Task goal:
Print exactly, and only, the lines running from the line containing "For this evaluation, locate the flowering" through the end of the records below.

Material shown:
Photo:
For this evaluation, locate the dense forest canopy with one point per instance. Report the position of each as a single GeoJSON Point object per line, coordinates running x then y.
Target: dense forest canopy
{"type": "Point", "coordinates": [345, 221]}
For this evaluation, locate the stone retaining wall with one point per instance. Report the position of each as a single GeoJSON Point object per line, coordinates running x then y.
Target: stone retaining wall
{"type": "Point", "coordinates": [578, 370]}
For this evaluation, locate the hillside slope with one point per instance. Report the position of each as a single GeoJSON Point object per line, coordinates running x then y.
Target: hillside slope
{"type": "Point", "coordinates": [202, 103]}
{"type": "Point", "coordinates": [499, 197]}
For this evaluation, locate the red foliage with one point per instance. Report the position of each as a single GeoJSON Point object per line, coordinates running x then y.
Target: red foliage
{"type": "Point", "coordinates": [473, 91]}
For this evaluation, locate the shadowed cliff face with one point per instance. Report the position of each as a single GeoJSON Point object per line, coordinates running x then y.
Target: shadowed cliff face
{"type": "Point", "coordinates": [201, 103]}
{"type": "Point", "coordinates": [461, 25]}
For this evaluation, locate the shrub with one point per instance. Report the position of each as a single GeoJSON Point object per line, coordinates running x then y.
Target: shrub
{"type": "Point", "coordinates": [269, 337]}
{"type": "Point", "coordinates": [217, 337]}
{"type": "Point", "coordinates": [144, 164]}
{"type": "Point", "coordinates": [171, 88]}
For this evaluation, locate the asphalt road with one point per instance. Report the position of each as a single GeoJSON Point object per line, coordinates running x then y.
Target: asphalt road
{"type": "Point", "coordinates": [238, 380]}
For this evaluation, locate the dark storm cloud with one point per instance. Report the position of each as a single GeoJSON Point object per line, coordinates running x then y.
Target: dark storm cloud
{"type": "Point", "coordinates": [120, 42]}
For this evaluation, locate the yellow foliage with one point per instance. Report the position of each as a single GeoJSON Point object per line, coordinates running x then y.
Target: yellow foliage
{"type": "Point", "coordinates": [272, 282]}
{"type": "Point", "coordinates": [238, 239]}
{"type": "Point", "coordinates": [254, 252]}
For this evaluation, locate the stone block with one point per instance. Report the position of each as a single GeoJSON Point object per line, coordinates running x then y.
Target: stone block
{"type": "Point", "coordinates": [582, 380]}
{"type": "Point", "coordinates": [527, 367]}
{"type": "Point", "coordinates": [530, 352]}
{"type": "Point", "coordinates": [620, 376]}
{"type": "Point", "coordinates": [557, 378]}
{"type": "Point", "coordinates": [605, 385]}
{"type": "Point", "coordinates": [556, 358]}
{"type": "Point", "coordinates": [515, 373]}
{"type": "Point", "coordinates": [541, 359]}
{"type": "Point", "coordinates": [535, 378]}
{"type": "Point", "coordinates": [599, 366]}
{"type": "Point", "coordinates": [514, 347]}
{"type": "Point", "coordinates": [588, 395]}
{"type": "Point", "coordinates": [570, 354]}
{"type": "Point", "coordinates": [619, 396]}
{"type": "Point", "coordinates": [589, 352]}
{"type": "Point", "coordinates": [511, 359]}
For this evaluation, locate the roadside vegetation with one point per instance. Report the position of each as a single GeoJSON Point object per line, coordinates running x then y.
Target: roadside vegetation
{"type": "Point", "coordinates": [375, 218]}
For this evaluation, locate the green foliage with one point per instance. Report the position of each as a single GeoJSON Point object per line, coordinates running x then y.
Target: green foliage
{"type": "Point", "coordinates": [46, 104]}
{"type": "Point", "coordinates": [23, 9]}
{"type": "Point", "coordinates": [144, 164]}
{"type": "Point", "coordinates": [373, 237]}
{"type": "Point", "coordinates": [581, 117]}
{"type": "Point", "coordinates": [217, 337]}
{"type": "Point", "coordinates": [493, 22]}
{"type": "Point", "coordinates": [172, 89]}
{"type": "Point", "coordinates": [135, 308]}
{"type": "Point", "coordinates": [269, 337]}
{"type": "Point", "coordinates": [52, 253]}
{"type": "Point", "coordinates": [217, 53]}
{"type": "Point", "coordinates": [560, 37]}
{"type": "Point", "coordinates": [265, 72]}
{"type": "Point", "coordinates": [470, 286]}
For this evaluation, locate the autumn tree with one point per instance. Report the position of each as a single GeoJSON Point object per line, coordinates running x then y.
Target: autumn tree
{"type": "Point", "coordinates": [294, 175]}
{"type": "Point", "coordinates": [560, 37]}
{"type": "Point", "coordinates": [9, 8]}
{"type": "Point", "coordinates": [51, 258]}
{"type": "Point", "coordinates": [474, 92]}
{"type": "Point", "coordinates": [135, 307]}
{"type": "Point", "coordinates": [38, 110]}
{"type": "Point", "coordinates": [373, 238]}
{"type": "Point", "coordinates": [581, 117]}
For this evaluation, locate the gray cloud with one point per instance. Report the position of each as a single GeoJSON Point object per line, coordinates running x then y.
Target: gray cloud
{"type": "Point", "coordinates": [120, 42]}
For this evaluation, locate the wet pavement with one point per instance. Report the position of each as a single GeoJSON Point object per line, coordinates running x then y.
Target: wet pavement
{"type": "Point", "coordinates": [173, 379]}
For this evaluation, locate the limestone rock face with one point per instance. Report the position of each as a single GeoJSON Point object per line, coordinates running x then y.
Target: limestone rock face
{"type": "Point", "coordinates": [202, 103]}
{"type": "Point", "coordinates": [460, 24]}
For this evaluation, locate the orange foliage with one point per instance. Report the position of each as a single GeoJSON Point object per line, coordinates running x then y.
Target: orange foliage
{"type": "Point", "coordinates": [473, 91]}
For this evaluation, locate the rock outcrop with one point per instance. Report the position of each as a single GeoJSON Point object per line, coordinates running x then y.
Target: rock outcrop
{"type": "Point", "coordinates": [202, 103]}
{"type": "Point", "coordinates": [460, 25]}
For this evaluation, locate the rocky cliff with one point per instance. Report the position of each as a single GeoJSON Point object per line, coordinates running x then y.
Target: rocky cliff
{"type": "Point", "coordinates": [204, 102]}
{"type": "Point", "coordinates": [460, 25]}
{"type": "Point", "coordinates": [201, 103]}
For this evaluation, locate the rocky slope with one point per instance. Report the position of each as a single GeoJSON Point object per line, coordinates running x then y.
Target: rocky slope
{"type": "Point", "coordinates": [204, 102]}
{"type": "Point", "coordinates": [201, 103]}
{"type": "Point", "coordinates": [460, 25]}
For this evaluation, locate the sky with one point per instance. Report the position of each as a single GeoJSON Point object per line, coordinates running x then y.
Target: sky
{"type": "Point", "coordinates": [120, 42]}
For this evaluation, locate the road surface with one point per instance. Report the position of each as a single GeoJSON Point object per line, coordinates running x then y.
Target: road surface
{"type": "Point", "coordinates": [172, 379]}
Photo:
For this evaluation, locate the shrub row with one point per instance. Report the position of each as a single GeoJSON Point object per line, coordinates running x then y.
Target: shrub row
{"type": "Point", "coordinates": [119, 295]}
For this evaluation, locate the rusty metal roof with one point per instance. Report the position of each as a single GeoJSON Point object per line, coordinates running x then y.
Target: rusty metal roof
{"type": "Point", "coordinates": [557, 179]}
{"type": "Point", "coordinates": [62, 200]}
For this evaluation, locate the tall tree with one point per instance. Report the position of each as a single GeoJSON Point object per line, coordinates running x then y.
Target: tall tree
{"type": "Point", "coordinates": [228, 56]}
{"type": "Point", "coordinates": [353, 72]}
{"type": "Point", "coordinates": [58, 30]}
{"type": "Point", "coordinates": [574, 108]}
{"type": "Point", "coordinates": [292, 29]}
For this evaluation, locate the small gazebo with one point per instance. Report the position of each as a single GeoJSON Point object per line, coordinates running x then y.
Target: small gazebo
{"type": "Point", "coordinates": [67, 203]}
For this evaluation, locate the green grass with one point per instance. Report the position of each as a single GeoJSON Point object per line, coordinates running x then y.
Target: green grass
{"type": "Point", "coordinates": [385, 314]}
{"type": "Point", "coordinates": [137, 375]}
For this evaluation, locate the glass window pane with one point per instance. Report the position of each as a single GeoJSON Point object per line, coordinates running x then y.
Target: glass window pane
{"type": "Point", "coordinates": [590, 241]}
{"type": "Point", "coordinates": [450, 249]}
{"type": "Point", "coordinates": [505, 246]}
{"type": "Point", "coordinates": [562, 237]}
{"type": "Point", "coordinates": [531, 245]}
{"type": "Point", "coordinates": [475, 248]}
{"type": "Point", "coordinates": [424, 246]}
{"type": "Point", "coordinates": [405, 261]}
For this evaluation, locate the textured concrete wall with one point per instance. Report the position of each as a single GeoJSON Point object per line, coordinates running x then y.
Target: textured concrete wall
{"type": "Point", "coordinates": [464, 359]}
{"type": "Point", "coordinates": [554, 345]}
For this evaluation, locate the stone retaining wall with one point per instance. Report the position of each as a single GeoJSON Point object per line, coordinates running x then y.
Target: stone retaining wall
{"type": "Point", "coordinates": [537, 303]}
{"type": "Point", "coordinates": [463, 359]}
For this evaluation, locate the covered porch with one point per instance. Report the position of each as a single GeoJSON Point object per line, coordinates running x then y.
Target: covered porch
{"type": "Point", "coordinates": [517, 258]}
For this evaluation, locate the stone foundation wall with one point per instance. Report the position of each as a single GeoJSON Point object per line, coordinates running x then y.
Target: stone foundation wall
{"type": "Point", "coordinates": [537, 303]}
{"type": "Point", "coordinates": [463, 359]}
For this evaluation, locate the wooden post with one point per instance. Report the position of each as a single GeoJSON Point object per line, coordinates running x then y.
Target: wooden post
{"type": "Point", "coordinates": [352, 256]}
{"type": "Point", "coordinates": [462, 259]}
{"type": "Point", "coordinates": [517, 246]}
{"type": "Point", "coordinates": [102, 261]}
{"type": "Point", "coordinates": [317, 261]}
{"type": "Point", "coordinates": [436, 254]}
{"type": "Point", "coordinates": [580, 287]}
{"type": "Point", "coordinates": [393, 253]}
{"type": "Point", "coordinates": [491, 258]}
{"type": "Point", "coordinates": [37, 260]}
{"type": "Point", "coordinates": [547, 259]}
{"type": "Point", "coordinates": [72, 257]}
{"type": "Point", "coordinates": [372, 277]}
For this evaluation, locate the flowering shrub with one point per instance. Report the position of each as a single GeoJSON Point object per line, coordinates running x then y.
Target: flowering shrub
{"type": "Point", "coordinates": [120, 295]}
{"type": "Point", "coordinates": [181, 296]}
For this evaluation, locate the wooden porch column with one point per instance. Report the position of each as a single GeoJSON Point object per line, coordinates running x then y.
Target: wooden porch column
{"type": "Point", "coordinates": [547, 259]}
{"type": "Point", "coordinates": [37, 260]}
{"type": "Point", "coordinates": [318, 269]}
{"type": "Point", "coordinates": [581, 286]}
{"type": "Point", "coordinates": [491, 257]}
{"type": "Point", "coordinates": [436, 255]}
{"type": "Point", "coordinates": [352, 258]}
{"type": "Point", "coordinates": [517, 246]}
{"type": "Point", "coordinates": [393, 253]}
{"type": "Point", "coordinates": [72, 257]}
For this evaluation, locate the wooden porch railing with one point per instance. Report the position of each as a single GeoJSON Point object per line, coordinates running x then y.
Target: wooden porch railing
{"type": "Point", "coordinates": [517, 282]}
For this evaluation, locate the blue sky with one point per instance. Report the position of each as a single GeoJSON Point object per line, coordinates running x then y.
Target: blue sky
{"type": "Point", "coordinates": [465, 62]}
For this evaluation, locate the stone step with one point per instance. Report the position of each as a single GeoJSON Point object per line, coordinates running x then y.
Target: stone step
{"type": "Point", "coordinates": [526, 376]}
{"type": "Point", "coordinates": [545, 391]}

Task result:
For this evaluation, locate the flowering shrub with one point per instance. Report the position of each as a single GeoJSON Point object per line, coordinates running x then y.
Target: flowering shrub
{"type": "Point", "coordinates": [120, 295]}
{"type": "Point", "coordinates": [181, 296]}
For this evaluation, locate the wooden porch column with one point per instance. Report the position of each as a single GeoJSON Point object per line, coordinates running x then y.
Target: wooden porch column
{"type": "Point", "coordinates": [547, 259]}
{"type": "Point", "coordinates": [37, 260]}
{"type": "Point", "coordinates": [318, 269]}
{"type": "Point", "coordinates": [581, 286]}
{"type": "Point", "coordinates": [491, 257]}
{"type": "Point", "coordinates": [436, 255]}
{"type": "Point", "coordinates": [352, 258]}
{"type": "Point", "coordinates": [517, 246]}
{"type": "Point", "coordinates": [393, 253]}
{"type": "Point", "coordinates": [72, 257]}
For this evaluation, locate the wooden porch railing with one point per instance. Report the position of each as a single GeoJSON Point object per line, coordinates running x then y.
Target: wooden porch railing
{"type": "Point", "coordinates": [517, 282]}
For this evaluation, locate the blue sky with one point per instance. Report the position of each as a single GeoJSON Point object per line, coordinates running x then y.
Target: blue sky
{"type": "Point", "coordinates": [465, 62]}
For this evaluation, locate the stone step with one point per instance. Report the position of each as a single GeoJSON Point object per line, coordinates running x then y.
Target: stone step
{"type": "Point", "coordinates": [526, 376]}
{"type": "Point", "coordinates": [545, 391]}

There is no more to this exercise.